Identify the line with "Every instance of the white building"; copy word for word that line and every one after it, to the end of the listing. Exclude pictures.

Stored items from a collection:
▶

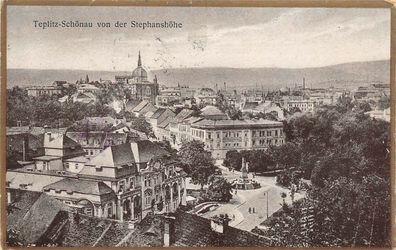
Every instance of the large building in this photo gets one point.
(139, 85)
(123, 182)
(225, 135)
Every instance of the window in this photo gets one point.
(121, 185)
(131, 182)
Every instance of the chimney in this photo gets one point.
(169, 229)
(219, 223)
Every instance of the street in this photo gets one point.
(238, 207)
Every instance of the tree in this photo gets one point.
(197, 162)
(384, 102)
(219, 189)
(233, 160)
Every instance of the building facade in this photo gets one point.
(224, 135)
(123, 182)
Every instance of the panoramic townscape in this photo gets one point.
(143, 138)
(139, 163)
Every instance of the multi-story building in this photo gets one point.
(94, 142)
(123, 182)
(305, 105)
(44, 90)
(139, 85)
(220, 136)
(206, 96)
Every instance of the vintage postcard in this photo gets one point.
(137, 126)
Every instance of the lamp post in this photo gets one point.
(266, 194)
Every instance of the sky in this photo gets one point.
(209, 37)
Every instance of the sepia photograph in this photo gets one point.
(137, 126)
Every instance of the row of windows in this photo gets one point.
(267, 142)
(240, 133)
(262, 133)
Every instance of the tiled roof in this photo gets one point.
(140, 106)
(81, 159)
(32, 181)
(126, 154)
(250, 105)
(131, 104)
(211, 110)
(80, 186)
(33, 215)
(158, 113)
(165, 122)
(183, 114)
(195, 231)
(148, 150)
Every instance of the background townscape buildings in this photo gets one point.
(135, 161)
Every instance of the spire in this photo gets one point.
(139, 60)
(155, 79)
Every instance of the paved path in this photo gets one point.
(238, 208)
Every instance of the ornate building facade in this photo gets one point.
(123, 182)
(139, 85)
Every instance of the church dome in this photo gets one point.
(139, 72)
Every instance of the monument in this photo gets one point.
(244, 182)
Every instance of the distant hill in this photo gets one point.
(349, 74)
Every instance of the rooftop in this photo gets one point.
(80, 186)
(33, 181)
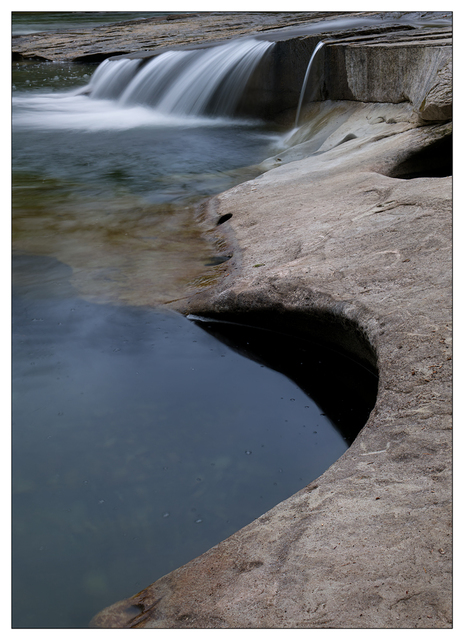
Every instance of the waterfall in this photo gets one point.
(305, 81)
(196, 82)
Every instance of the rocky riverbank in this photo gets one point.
(347, 234)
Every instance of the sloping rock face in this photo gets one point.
(97, 43)
(349, 227)
(368, 544)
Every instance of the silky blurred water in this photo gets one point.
(139, 441)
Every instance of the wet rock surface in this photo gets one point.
(352, 223)
(368, 544)
(97, 43)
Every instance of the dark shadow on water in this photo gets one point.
(140, 441)
(342, 387)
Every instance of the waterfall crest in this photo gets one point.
(197, 82)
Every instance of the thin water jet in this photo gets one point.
(305, 81)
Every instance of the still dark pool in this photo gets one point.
(140, 439)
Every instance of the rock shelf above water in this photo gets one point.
(353, 222)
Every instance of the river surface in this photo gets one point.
(139, 440)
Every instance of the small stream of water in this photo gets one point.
(139, 440)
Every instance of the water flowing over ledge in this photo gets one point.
(199, 82)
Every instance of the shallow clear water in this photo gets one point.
(24, 22)
(139, 440)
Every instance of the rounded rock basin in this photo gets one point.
(140, 439)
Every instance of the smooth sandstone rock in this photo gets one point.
(352, 224)
(368, 544)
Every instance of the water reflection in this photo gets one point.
(139, 441)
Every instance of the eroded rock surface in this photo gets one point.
(354, 221)
(368, 544)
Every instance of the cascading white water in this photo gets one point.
(305, 81)
(208, 81)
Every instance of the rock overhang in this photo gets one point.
(338, 234)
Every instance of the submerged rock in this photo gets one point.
(353, 223)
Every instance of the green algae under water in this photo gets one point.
(139, 440)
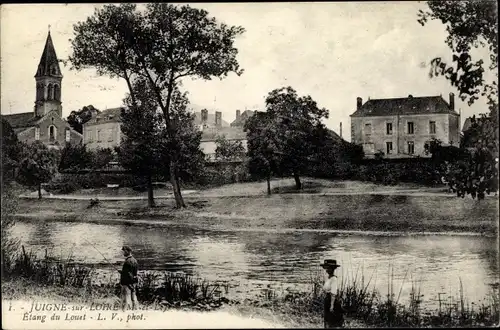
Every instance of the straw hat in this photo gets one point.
(330, 263)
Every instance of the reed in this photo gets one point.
(369, 306)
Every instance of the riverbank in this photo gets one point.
(19, 295)
(351, 213)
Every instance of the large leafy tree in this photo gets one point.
(146, 149)
(163, 44)
(38, 165)
(227, 150)
(263, 149)
(140, 147)
(11, 151)
(77, 119)
(298, 128)
(470, 25)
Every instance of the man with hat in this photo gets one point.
(128, 280)
(333, 313)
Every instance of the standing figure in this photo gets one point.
(128, 280)
(333, 312)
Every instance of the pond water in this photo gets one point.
(249, 260)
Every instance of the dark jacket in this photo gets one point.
(129, 271)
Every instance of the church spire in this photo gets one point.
(49, 65)
(48, 80)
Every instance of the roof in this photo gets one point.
(243, 118)
(231, 133)
(20, 120)
(210, 119)
(404, 106)
(467, 124)
(49, 65)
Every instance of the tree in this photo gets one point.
(263, 153)
(77, 119)
(471, 24)
(101, 157)
(146, 149)
(163, 44)
(227, 150)
(298, 128)
(38, 165)
(140, 149)
(11, 150)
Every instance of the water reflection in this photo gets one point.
(251, 260)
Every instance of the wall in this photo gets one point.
(29, 135)
(110, 135)
(378, 136)
(454, 129)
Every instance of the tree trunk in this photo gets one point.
(298, 184)
(268, 185)
(174, 180)
(151, 199)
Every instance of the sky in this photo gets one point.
(334, 52)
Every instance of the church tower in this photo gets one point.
(48, 82)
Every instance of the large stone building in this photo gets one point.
(400, 127)
(45, 122)
(211, 130)
(103, 130)
(241, 118)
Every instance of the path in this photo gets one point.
(197, 194)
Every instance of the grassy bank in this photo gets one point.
(310, 212)
(62, 281)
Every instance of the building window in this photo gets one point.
(52, 133)
(411, 128)
(369, 148)
(388, 128)
(368, 129)
(89, 135)
(388, 147)
(432, 127)
(111, 134)
(411, 147)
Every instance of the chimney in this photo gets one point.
(359, 103)
(204, 116)
(218, 119)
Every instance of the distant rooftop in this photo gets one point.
(404, 106)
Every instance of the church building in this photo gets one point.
(45, 122)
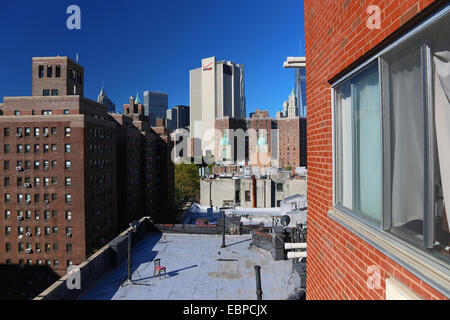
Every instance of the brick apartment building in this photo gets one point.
(378, 140)
(144, 155)
(71, 175)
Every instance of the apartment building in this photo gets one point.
(57, 172)
(378, 138)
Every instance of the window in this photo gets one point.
(359, 144)
(391, 141)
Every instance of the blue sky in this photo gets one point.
(139, 45)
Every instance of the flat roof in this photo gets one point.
(197, 269)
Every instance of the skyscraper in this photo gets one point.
(155, 105)
(216, 90)
(177, 118)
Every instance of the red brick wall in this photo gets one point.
(337, 36)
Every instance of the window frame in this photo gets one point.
(364, 227)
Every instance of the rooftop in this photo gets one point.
(197, 269)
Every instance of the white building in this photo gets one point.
(216, 90)
(155, 105)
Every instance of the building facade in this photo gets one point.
(57, 175)
(377, 183)
(103, 99)
(178, 118)
(216, 90)
(156, 105)
(72, 175)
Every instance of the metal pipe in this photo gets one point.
(301, 245)
(223, 229)
(129, 255)
(258, 283)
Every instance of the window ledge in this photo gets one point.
(422, 265)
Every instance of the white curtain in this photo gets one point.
(366, 92)
(441, 60)
(407, 137)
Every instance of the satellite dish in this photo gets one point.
(285, 221)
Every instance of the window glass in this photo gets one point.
(359, 156)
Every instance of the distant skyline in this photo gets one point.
(151, 45)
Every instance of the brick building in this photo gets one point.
(72, 175)
(145, 170)
(57, 172)
(377, 186)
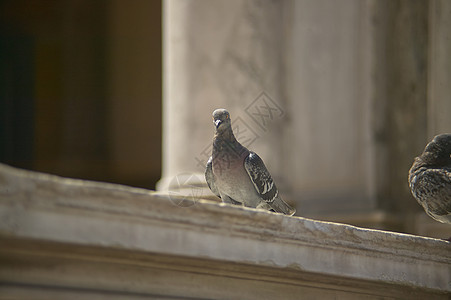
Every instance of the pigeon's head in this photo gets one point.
(440, 146)
(221, 119)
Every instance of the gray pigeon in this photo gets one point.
(237, 175)
(430, 178)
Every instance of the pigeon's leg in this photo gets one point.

◀

* **Exercise solution**:
Every instance of the white building in this photo gets one point.
(216, 90)
(155, 105)
Every instance of the building facade in this photo gets one point.
(57, 175)
(377, 183)
(103, 99)
(178, 118)
(216, 90)
(156, 105)
(72, 175)
Every instance of the metal pipe in this photo gets one point.
(301, 245)
(223, 229)
(129, 255)
(258, 283)
Every instance of the window ledge in this photo gets one point.
(422, 265)
Every instance of the white curtain in this photo gets one point.
(366, 92)
(441, 60)
(407, 137)
Every instance of the satellite dish in this photo gets one point.
(285, 221)
Every instance of the window glass in this photo gets one point.
(359, 156)
Every instance of the distant skyline in this photo gets one point.
(151, 45)
Every instance of the brick building in this photo gets one point.
(72, 175)
(145, 170)
(57, 172)
(377, 186)
Every instance of the pigeon's head in this photo gets one point.
(440, 146)
(221, 119)
Every instance of the gray pigeon in this photo gets one point.
(237, 175)
(430, 178)
Every instance of the pigeon's leg in this photo gets one point.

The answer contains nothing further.